_Dataset extract_.
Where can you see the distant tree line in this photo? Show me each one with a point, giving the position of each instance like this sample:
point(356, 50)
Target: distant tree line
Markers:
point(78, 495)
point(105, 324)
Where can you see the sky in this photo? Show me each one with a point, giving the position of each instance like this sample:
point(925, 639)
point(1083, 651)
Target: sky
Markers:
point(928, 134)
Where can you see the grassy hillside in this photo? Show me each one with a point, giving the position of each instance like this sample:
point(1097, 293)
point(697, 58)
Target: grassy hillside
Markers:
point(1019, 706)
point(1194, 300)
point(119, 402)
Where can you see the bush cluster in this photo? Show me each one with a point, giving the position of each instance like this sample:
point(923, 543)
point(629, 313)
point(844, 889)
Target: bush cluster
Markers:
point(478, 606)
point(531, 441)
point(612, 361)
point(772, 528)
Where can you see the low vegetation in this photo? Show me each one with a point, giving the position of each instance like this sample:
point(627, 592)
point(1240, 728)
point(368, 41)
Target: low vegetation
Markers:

_Exercise aim_. Word for word, reproduce every line of the data.

_Response_.
Where can you see the distant tree line in this photo? Show me each one with a point, giving the position of each instance like this sample:
point(356, 50)
Target: distant tree line
Markers:
point(78, 495)
point(105, 324)
Where can you see the sky in this photo? Show me each one with a point, giving the position of each instance like this sample:
point(925, 639)
point(1083, 651)
Target: sky
Markers:
point(928, 134)
Where can you see the grassy hillside in this photo? Show me each one with a point, giving the position of each instance like this sample:
point(1097, 293)
point(697, 58)
Target: grassy hillside
Markers:
point(1019, 706)
point(1194, 300)
point(119, 402)
Where can you see the bush cluster in this photo? Show me each one with a point, giving the position of each instance like this sample:
point(923, 543)
point(629, 313)
point(844, 889)
Target: bush cluster
Markers:
point(478, 606)
point(531, 441)
point(612, 361)
point(772, 528)
Where can you see the low vegetation in this photo? Show me each one with a point, giving the position of each instance like this sample:
point(627, 592)
point(1240, 728)
point(368, 41)
Target: low vegetation
Markers:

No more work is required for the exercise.